Prompt A: Decide whether each statement agrees with the review message: (i) the patch conflicts heavily with commit 54e696fc; (ii) the writer is tempted to merge rs/ref-transaction-1 to 'pu'; (iii) the patch changes three files. For each, answer yes or no and quote the deciding words of the review message.

Text segment:
--------------------
Jeff King <peff@peff.net> writes:

> ...
> Reviewed-by: Michael Haggerty <mhagger@alum.mit.edu>
> Signed-off-by: Jeff King <peff@peff.net>
> ---
> Sorry for the quick v2; Michael and I crossed emails off-list, and I
> missed some of his review. This version has some minor style and comment
> fixups.

Looks sensible from a cursory read, but it conflicts heavily with
54e696fc (refs.c: pass a skip list to name_conflict_fn, 2014-07-16)
which is queued early on 'pu', and I am definitely not in the
business of re-designing that huge topic myself.

I am tempted to

 - merge rs/ref-transaction-1 to 'master' as planned;

 - drop other rs/ref-transaction* topics temporarily, expecting them
   to be rerolled like rs/ref-transaction-1 was done recently;

 - ask you three (or four, counting Duy as well) who seem to want to
   touch refs to coordinate among yourselves a bit better next time
   ;-)

Thanks.

>
>  refs.c               | 122 +++++++++++++++++++++++++++++++++++++--------------
>  t/t3210-pack-refs.sh |  31 ++++++++++++-
>  2 files changed, 120 insertions(+), 33 deletions(-)
>
> diff --git a/refs.c b/refs.c
> index 27927f2..eb2262a 100644
> --- a/refs.c
> +++ b/refs.c
> @@ -779,37 +779,32 @@ static void prime_ref_dir(struct ref_dir *dir)
>  			prime_ref_dir(get_ref_dir(entry));
>  	}
>  }
> -/*
> - * Return true iff refname1 and refname2 conflict with each other.
> - * Two reference names conflict if one of them exactly matches the
> - * leading components of the other; e.g., "foo/bar" conflicts with
> - * both "foo" and with "foo/bar/baz" but not with "foo/bar" or
> - * "foo/barbados".
> - */
> -static int names_conflict(const char *refname1, const char *refname2)
> +
> +static int entry_matches(struct ref_entry *entry, const char *refname)
>  {
> -	for (; *refname1 && *refname1 == *refname2; refname1++, refname2++)
> -		;
> -	return (*refname1 == '\0' && *refname2 == '/')
> -		|| (*refname1 == '/' && *refname2 == '\0');
> +	return refname && !strcmp(entry->name, refname);
>  }
>  
> -struct name_conflict_cb {
> -	const char *refname;
> -	const char *oldrefname;
> -	const char *conflicting_refname;
> +struct nonmatching_ref_data {
> +	const char *skip;
> +	struct ref_entry *found;
>  };
>  
> -static int name_conflict_fn(struct ref_entry *entry, void *cb_data)
> +static int nonmatching_ref_fn(struct ref_entry *entry, void *vdata)
--------------------
Provided records:
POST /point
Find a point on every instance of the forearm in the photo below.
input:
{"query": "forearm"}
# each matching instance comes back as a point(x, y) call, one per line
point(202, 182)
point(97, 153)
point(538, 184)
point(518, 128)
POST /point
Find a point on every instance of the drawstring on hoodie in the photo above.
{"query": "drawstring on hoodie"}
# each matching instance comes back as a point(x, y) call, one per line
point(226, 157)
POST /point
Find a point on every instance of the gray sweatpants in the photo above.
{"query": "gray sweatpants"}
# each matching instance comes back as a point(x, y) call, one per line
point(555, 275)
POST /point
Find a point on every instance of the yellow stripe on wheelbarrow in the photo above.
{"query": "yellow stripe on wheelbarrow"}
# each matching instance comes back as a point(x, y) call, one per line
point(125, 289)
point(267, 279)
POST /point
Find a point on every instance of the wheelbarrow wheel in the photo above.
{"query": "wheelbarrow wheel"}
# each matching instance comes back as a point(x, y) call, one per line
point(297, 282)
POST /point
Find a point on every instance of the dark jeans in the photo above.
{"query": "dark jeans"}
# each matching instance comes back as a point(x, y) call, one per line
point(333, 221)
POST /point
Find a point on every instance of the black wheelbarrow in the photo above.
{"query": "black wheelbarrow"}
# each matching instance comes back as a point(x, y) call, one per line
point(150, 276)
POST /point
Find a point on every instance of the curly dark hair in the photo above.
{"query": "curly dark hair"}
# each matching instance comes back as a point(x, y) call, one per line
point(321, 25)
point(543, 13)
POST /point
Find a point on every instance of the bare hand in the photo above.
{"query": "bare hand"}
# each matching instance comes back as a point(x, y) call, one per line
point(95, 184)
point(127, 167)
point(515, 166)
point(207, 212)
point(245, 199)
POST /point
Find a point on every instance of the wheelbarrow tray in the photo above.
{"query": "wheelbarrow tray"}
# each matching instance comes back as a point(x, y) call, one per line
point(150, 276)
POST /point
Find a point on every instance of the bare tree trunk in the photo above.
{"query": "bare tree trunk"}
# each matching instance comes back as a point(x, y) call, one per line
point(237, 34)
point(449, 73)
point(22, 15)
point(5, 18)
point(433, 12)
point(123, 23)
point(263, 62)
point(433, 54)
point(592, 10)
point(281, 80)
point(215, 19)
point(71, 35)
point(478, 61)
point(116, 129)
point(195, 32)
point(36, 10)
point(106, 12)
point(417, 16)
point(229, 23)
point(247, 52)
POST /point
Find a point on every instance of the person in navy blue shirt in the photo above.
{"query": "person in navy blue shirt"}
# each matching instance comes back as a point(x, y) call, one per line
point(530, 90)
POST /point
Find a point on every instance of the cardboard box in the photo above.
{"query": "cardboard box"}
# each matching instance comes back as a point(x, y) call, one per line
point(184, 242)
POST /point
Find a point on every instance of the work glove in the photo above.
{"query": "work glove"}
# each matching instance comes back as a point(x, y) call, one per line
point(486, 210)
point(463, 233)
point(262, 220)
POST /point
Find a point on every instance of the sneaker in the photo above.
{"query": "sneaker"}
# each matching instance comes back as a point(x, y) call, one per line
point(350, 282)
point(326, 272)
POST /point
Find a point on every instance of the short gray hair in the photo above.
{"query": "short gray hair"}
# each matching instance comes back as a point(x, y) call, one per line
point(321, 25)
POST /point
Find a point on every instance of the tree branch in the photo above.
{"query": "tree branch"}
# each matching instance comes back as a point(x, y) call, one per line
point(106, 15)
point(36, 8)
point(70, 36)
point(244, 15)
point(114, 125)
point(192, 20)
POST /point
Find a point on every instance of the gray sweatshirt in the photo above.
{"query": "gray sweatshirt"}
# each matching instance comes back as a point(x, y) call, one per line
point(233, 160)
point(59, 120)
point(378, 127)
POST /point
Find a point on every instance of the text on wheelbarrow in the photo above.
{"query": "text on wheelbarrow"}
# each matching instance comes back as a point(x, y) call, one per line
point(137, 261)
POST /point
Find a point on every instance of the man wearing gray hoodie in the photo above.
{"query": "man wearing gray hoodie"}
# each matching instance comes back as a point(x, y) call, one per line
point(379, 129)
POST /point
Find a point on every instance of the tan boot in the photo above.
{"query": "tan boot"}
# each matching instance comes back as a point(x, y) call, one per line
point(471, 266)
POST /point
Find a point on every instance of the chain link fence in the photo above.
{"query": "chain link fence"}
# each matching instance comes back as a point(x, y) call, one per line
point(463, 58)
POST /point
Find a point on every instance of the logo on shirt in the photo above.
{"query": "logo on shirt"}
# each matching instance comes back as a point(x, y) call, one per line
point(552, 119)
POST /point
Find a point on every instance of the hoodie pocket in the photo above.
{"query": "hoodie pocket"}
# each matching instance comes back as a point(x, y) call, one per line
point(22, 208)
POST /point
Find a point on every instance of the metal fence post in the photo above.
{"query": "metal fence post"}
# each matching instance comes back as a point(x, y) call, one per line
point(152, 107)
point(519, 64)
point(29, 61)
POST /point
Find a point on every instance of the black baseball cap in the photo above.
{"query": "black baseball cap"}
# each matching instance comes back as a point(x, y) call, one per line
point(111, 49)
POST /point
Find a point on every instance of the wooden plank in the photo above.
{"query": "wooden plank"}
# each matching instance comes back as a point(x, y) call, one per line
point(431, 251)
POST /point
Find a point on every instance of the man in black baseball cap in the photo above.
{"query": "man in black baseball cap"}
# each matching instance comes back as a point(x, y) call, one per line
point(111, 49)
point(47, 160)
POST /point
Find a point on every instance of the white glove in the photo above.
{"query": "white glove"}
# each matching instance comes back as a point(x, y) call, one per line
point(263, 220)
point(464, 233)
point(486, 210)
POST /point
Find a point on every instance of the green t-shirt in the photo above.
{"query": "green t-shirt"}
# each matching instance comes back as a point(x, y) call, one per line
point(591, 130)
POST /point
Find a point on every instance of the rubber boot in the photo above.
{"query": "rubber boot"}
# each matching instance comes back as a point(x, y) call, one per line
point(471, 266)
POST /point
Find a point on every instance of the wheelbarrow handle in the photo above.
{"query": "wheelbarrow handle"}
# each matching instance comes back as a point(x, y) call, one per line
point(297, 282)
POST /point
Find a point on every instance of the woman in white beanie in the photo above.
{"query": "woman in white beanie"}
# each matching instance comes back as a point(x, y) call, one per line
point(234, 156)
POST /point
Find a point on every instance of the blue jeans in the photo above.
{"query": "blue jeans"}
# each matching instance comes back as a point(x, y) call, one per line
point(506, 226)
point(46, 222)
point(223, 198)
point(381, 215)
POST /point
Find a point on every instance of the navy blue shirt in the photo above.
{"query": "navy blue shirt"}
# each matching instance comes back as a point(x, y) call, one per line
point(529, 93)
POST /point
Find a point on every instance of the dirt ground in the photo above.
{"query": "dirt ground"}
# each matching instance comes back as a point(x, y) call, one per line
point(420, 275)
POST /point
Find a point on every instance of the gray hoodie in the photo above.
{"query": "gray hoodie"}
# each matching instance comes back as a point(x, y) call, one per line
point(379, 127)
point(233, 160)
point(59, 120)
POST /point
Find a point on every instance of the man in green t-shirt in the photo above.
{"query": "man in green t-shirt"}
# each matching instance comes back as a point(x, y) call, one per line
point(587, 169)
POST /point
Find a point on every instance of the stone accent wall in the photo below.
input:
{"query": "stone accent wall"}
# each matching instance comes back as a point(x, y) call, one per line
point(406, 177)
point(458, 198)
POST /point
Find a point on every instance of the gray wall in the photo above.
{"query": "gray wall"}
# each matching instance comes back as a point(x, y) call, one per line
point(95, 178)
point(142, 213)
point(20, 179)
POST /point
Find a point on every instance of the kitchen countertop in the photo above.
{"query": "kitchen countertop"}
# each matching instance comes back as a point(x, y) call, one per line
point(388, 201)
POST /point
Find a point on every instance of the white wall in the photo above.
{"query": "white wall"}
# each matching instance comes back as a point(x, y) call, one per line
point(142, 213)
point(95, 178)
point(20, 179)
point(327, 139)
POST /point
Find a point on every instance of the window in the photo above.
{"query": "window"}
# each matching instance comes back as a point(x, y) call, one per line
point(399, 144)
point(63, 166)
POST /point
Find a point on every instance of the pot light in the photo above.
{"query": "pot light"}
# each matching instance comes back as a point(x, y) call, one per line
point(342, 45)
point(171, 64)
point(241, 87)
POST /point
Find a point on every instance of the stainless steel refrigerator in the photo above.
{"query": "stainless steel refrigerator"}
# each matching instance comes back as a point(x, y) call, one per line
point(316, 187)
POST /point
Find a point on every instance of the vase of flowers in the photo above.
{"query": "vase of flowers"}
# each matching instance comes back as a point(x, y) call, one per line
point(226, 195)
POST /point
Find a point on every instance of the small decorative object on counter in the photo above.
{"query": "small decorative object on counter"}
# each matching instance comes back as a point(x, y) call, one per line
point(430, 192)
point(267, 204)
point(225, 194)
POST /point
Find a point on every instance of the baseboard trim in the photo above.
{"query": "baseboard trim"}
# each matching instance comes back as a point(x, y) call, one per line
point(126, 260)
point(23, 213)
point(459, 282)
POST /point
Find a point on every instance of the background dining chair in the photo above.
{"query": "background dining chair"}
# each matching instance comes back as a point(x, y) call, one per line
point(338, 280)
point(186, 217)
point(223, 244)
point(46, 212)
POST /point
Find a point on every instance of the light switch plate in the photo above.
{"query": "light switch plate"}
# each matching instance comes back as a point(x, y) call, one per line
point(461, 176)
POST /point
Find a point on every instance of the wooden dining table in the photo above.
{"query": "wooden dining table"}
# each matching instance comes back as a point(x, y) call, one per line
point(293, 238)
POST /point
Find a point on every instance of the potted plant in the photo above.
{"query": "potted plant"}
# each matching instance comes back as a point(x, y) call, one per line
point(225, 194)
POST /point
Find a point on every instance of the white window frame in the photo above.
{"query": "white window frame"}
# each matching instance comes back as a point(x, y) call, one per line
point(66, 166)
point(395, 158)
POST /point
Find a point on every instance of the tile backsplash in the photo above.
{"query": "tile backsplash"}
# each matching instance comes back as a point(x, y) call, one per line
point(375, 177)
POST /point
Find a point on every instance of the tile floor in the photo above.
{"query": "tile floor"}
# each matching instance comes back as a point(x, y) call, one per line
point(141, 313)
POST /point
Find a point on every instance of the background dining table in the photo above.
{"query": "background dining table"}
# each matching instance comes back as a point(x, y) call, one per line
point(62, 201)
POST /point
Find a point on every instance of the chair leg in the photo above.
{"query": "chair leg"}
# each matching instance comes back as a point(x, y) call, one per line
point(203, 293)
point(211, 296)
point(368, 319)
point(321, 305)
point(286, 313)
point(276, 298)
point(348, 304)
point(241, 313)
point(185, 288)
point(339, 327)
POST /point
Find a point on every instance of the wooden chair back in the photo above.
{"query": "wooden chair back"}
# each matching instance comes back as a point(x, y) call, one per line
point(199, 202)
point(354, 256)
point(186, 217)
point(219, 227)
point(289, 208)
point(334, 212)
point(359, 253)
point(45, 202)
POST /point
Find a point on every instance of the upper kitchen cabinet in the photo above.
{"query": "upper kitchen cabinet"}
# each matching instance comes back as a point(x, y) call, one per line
--------------------
Prompt B: Output the part of the entries that opens with their first line and closes with the line containing "point(267, 279)" as a numbered list, leaving out blank lines.

Reply A:
(i) Yes: "it conflicts heavily with
54e696fc (refs.c: pass a skip list to name_conflict_fn, 2014-07-16)"
(ii) No: "merge rs/ref-transaction-1 to 'master' as planned"
(iii) No: "2 files changed, 120 insertions(+), 33 deletions(-)"

Reply B:
1. POST /point
2. Find a point on every instance of the forearm in the photo below.
3. input:
4. {"query": "forearm"}
5. # each matching instance comes back as a point(x, y) call, one per line
6. point(202, 182)
7. point(97, 153)
8. point(538, 184)
9. point(518, 128)
10. POST /point
11. Find a point on every instance of the drawstring on hoodie in the photo above.
12. {"query": "drawstring on hoodie"}
13. # each matching instance comes back as a point(x, y) call, one per line
14. point(226, 157)
15. POST /point
16. Find a point on every instance of the gray sweatpants in the photo above.
17. {"query": "gray sweatpants"}
18. # each matching instance comes back as a point(x, y) call, one per line
19. point(555, 275)
20. POST /point
21. Find a point on every instance of the yellow stripe on wheelbarrow in the photo above.
22. {"query": "yellow stripe on wheelbarrow"}
23. # each matching instance comes back as a point(x, y) call, one per line
24. point(125, 289)
25. point(267, 279)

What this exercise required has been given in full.